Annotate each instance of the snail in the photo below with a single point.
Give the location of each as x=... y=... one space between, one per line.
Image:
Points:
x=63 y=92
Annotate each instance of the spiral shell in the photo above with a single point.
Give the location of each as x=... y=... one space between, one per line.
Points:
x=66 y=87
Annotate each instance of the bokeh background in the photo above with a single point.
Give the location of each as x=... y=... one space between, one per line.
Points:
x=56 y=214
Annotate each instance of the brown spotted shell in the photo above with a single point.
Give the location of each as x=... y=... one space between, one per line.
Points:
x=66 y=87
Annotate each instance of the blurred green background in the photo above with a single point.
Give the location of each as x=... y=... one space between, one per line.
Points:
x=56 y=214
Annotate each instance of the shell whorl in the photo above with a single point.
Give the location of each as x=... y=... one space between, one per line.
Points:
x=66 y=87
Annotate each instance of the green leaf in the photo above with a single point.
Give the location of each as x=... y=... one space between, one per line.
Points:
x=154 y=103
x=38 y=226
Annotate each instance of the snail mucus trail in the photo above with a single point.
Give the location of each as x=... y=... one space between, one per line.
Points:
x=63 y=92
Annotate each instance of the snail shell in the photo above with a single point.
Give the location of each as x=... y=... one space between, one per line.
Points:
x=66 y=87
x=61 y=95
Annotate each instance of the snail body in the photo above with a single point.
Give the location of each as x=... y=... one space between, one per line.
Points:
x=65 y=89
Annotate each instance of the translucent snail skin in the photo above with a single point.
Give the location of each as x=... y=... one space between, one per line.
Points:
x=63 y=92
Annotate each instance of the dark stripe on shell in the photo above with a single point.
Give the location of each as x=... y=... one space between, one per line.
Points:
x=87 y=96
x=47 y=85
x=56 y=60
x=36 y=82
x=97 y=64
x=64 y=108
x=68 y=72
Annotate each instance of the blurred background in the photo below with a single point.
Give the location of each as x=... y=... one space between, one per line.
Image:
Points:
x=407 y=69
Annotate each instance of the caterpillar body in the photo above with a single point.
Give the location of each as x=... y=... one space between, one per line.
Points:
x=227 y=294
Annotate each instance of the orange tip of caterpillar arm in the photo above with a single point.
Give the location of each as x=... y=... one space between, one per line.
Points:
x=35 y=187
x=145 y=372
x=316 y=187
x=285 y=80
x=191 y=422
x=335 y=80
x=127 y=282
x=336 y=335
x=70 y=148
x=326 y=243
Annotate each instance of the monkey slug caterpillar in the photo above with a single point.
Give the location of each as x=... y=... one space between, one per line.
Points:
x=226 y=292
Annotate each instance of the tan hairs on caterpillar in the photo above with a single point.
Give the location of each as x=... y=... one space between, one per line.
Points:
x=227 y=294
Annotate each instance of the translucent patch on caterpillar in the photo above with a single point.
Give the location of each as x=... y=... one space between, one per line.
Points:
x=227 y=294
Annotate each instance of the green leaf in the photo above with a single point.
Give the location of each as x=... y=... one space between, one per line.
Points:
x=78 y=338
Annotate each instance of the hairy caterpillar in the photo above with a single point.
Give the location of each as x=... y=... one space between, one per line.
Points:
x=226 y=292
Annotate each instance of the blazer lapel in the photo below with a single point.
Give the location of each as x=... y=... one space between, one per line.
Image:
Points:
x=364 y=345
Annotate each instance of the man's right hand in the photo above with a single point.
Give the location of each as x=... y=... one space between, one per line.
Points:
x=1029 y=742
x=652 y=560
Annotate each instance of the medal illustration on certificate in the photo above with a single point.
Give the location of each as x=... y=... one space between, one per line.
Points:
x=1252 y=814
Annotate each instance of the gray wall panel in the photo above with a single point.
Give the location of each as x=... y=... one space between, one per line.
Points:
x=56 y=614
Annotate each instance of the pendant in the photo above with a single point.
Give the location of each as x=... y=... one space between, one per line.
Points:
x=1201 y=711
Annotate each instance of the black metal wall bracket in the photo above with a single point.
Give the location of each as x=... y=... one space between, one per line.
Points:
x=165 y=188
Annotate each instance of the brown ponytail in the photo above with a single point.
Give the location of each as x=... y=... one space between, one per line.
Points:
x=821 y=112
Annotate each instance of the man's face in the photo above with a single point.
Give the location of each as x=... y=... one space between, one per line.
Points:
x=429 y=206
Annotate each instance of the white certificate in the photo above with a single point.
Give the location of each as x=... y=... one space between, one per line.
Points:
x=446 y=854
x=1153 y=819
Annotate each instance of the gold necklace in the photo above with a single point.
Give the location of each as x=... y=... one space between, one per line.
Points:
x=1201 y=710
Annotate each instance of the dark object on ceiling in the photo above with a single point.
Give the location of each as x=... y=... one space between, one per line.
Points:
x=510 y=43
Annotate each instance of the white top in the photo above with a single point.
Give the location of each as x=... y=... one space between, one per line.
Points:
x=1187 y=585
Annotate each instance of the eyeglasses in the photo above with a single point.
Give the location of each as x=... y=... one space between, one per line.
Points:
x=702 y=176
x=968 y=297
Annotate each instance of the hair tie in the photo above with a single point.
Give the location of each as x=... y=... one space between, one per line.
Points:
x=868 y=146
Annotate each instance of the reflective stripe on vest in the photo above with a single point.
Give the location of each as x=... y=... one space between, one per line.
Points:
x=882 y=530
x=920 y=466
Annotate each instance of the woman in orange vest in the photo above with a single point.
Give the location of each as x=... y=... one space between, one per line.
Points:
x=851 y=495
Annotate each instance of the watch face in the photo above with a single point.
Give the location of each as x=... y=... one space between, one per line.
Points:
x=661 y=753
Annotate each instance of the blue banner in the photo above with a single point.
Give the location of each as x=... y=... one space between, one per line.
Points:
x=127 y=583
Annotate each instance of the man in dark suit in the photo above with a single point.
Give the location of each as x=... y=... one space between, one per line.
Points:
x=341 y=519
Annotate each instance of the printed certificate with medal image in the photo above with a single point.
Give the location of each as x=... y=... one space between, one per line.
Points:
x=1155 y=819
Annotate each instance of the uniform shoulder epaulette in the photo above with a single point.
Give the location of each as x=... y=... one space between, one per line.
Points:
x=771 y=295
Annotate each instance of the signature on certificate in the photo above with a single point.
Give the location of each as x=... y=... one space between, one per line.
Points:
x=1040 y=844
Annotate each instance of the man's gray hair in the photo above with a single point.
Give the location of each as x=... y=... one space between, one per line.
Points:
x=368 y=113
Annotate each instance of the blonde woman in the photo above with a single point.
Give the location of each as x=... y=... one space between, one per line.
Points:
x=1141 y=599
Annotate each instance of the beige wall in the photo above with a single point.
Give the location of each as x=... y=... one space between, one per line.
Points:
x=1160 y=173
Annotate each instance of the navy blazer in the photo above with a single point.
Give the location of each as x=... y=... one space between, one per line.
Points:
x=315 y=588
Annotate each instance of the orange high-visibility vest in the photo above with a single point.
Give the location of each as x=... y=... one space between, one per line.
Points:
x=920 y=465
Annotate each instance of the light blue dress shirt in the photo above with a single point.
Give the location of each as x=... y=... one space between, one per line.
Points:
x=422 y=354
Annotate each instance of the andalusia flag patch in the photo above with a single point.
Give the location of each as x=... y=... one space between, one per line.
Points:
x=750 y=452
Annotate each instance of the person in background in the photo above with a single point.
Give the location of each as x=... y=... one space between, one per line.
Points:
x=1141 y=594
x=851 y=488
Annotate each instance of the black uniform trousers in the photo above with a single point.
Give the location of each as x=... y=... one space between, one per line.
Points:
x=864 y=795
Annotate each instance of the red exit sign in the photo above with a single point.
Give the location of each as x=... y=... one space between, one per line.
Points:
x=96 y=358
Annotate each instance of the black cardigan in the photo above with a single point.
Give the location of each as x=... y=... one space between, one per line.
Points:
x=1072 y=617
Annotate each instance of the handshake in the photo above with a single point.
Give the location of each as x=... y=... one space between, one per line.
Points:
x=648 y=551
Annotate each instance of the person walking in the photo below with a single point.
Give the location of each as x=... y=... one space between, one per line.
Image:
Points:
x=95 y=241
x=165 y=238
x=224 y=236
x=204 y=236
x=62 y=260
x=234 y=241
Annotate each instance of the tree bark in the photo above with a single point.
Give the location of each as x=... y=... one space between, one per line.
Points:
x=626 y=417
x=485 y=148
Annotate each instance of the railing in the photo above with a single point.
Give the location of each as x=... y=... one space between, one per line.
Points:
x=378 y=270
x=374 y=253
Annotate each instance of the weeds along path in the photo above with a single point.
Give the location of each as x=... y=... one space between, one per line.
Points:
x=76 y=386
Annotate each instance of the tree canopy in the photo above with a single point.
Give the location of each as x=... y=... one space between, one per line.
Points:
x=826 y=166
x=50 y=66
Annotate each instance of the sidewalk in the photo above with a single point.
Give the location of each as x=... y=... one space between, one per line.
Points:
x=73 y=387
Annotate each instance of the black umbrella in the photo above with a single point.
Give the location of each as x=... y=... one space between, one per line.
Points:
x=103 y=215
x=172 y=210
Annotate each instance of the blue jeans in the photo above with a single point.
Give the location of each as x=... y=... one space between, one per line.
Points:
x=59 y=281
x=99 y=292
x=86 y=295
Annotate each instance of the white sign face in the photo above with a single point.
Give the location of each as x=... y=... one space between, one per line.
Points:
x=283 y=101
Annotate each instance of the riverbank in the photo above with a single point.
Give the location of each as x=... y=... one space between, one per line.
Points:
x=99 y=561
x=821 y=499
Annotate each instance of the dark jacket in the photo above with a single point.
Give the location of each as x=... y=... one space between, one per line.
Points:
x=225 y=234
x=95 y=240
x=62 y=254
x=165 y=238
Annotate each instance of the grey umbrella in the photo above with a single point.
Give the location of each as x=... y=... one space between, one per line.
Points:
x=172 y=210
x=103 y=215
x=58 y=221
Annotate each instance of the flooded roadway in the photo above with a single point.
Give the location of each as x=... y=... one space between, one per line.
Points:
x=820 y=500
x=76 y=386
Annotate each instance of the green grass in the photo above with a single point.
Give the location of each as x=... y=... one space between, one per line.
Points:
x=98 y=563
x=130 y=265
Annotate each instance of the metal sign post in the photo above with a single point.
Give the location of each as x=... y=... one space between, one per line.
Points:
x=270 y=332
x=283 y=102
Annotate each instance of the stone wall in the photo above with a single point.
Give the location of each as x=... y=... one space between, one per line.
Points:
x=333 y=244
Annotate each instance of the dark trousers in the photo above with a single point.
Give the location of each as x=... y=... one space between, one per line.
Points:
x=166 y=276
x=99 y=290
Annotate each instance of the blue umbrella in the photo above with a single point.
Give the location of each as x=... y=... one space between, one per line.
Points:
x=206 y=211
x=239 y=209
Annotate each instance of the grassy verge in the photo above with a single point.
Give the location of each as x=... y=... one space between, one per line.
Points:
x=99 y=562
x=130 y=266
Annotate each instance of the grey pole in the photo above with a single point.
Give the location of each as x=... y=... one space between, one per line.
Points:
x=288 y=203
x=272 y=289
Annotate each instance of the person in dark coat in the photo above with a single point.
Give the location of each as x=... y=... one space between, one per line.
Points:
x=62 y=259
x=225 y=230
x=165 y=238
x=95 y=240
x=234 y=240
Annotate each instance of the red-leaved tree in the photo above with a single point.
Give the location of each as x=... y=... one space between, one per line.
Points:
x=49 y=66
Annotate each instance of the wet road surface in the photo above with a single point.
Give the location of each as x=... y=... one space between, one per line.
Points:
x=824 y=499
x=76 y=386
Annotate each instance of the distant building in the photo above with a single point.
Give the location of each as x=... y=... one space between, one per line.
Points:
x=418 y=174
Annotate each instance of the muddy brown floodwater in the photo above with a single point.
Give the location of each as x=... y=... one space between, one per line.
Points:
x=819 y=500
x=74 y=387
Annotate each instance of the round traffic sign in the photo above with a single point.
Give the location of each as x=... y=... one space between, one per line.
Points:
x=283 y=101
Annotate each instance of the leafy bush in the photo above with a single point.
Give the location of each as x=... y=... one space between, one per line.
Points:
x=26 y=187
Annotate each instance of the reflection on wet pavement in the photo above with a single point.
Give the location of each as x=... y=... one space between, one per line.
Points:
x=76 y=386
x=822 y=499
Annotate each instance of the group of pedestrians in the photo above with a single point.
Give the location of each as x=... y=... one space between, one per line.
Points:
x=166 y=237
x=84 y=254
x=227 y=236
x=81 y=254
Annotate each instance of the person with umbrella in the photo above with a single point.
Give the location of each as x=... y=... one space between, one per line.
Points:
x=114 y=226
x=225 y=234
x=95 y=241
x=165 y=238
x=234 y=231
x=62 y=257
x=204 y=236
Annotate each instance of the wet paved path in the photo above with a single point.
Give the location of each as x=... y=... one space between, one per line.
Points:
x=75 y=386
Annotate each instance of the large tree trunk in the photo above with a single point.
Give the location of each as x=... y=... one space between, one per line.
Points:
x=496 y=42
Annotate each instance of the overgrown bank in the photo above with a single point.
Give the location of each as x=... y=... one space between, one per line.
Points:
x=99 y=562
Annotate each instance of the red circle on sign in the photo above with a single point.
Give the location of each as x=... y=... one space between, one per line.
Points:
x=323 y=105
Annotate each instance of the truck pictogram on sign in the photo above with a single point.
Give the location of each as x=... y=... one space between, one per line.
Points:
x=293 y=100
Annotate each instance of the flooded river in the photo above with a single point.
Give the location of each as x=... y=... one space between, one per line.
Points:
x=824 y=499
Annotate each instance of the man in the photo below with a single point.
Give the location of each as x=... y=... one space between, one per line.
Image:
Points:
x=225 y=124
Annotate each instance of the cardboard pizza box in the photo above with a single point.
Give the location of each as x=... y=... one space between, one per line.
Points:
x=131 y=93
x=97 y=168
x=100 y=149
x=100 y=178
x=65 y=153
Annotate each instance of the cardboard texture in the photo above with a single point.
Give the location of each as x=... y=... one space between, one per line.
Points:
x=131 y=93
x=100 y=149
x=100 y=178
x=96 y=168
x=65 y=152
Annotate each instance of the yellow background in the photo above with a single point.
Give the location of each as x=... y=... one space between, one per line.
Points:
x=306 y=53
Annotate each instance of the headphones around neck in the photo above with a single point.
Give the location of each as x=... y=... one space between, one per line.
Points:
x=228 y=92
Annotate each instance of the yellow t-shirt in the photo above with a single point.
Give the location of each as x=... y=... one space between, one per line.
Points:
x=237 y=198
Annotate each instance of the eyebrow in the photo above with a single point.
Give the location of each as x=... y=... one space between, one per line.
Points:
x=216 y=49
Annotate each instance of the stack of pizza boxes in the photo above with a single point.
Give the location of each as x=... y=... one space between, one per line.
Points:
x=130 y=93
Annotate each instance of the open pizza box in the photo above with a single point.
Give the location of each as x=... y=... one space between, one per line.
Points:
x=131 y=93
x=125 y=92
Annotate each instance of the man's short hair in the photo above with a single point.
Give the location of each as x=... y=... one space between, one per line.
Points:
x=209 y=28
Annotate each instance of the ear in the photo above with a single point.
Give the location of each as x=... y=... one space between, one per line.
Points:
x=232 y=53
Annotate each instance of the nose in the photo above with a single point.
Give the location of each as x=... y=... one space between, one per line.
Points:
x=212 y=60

________________________

◆ **Task goal**: Give back exactly the lines beginning at the one with "Annotate each instance of the open" and ending at the final line of the material; both boundary lines belong in it.

◆ **In response**:
Annotate each instance of the open pizza box in the photo above with a single point.
Give the location of each as x=... y=... one space between, one per line.
Points:
x=131 y=93
x=125 y=92
Annotate each instance of the man's short hair in the photo above with a single point.
Give the location of each as x=... y=... one space between, one per line.
Points:
x=209 y=28
Annotate each instance of the ear in the photo above with a single point.
Give the location of each as x=... y=... one space between, one per line.
Points:
x=232 y=53
Annotate each instance of the nose in the photo above with a single point.
Give the location of each as x=... y=... one space between, one per line.
Points:
x=212 y=60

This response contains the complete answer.